- _Entries shown_:
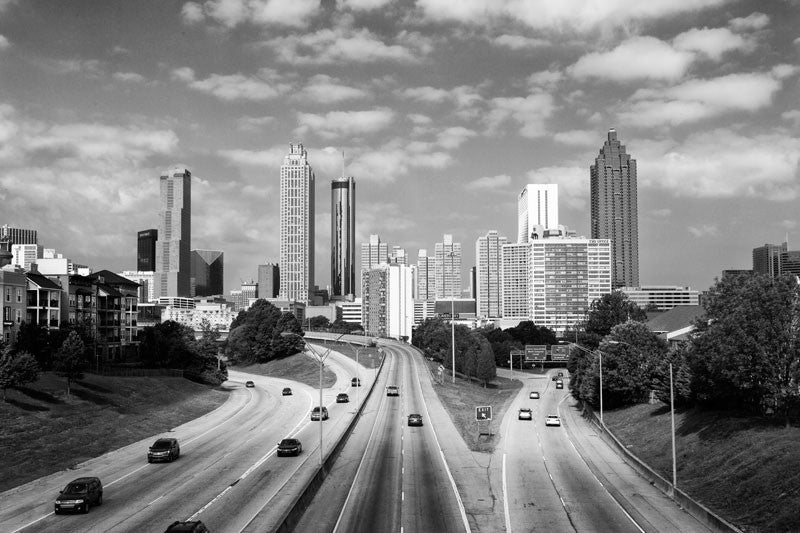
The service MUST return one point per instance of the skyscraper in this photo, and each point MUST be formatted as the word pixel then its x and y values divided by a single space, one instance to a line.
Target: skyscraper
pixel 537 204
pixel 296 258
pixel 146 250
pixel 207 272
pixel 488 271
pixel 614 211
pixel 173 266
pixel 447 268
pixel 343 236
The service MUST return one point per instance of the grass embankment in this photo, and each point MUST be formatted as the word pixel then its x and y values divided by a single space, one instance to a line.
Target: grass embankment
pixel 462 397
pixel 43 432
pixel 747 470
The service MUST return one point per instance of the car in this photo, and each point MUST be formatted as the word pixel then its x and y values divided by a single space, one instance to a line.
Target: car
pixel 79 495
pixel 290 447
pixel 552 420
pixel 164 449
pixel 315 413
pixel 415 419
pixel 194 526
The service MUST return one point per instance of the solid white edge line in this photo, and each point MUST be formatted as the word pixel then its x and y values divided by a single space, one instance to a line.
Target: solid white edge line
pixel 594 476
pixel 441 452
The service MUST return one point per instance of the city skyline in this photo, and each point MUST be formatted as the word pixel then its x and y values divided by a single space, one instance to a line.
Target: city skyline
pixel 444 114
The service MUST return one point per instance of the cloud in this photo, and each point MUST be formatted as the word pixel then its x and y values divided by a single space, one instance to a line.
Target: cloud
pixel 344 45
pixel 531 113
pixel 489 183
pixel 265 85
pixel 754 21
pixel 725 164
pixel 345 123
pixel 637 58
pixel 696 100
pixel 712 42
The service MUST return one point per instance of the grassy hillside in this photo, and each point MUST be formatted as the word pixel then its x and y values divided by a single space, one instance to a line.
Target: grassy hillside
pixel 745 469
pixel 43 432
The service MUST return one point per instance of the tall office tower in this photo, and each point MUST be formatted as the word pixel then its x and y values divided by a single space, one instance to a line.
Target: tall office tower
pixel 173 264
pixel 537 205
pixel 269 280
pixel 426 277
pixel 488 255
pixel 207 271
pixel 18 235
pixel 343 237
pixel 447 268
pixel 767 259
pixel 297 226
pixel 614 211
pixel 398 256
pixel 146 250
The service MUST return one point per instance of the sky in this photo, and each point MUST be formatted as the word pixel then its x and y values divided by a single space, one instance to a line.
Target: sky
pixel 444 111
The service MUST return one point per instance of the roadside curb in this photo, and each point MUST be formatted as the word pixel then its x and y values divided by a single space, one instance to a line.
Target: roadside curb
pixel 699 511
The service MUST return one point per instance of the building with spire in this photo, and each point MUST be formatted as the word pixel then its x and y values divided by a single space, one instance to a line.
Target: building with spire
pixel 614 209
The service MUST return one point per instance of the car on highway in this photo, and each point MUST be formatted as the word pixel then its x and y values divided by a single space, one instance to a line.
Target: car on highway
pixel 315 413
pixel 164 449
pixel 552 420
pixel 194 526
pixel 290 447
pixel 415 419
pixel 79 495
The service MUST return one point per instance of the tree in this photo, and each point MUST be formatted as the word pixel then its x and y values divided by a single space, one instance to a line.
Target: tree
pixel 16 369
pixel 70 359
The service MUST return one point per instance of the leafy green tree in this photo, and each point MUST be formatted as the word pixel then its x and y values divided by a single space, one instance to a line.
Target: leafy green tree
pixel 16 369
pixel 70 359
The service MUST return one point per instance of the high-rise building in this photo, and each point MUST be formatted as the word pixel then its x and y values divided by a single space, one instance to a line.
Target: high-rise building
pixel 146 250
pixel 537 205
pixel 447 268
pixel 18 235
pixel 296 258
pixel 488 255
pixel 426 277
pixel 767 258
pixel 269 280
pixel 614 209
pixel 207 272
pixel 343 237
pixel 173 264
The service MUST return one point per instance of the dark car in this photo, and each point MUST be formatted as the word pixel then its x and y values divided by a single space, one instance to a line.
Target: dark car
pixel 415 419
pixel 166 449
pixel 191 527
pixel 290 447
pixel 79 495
==
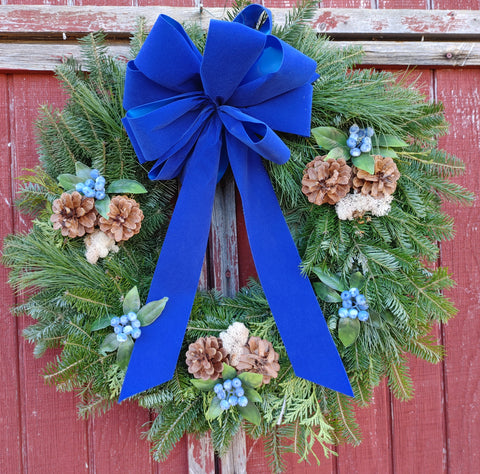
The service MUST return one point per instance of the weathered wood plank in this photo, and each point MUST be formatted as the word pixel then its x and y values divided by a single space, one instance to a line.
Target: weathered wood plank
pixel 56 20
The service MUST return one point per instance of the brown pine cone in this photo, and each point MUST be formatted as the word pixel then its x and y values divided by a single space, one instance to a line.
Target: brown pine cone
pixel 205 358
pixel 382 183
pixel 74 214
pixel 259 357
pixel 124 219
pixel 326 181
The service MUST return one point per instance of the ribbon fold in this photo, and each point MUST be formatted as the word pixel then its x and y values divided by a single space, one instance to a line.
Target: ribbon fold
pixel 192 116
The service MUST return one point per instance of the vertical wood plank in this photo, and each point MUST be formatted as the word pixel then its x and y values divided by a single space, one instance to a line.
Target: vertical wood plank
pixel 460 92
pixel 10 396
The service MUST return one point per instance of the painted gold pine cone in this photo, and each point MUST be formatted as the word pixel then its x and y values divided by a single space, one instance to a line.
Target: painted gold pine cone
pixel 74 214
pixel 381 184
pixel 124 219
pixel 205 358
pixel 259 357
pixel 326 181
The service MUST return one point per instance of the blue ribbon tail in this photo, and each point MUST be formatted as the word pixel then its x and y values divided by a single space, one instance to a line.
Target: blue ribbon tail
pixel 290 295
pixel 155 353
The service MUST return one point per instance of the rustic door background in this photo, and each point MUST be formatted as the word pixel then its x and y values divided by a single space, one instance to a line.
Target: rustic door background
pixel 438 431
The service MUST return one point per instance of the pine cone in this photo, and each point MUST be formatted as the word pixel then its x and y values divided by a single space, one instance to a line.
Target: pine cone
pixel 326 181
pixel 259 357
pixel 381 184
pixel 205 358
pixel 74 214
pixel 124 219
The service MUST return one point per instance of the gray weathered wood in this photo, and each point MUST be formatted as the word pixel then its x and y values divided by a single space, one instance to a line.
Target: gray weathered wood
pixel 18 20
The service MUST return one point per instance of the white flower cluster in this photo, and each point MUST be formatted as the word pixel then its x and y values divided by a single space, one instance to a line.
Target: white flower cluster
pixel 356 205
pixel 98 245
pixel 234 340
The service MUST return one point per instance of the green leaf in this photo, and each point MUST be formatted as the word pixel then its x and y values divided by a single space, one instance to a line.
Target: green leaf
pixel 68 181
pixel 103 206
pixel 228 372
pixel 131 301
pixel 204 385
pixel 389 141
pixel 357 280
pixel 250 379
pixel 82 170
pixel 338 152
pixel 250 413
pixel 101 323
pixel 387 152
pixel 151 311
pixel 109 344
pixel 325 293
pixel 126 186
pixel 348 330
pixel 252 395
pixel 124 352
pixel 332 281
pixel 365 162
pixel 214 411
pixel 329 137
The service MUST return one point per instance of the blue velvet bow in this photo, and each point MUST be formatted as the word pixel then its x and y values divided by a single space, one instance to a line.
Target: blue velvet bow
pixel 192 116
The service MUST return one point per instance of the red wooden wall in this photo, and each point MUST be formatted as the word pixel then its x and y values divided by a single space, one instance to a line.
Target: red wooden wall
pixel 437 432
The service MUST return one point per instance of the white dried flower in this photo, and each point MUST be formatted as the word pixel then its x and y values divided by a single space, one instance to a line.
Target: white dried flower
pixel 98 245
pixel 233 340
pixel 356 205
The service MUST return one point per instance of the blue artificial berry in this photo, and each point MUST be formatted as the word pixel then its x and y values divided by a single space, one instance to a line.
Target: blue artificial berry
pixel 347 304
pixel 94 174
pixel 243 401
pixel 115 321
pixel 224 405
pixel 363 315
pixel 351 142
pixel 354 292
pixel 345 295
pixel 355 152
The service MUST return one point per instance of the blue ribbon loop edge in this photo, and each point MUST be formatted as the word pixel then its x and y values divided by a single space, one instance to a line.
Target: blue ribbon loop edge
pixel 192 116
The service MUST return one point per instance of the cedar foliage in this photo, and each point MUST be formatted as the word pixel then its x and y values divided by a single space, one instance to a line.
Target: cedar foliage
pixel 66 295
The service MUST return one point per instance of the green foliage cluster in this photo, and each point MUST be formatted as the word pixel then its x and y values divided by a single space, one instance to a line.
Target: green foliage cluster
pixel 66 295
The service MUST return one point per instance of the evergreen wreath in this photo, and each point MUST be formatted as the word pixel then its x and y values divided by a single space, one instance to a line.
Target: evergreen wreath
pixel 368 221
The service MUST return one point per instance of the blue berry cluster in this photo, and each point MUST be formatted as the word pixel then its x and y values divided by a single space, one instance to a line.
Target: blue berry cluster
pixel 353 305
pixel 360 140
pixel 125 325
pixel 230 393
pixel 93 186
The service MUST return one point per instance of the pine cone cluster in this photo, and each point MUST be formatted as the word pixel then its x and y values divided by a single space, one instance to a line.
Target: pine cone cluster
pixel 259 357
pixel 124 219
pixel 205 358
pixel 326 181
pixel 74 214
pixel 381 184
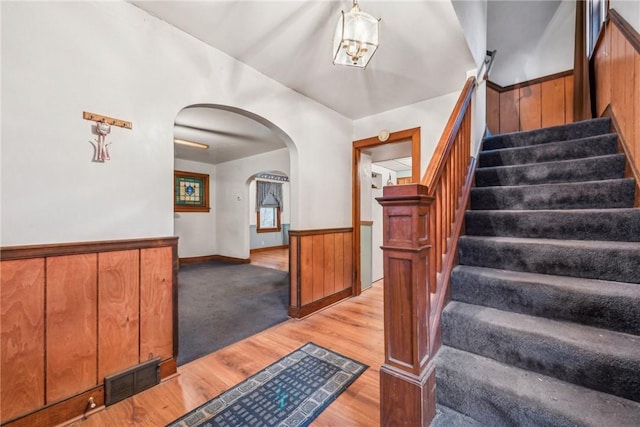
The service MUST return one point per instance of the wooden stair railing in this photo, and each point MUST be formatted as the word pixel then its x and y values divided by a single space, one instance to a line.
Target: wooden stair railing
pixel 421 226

- _Short task_: Present the lines of the records above as a numbered list, beginning with the line that contains "the blue berry" and continuing through the line that contains "pixel 93 186", both included. Omit any blank lines.

- _Result for this task_:
1. The service MUST return one point per instance of the blue berry cluster in this photo, and each point MUST be formatted as the word pixel then its x and y values divided by a single space, one instance to a line.
2. Target: blue berry cluster
3. pixel 353 305
4. pixel 360 140
5. pixel 125 325
6. pixel 230 393
7. pixel 93 186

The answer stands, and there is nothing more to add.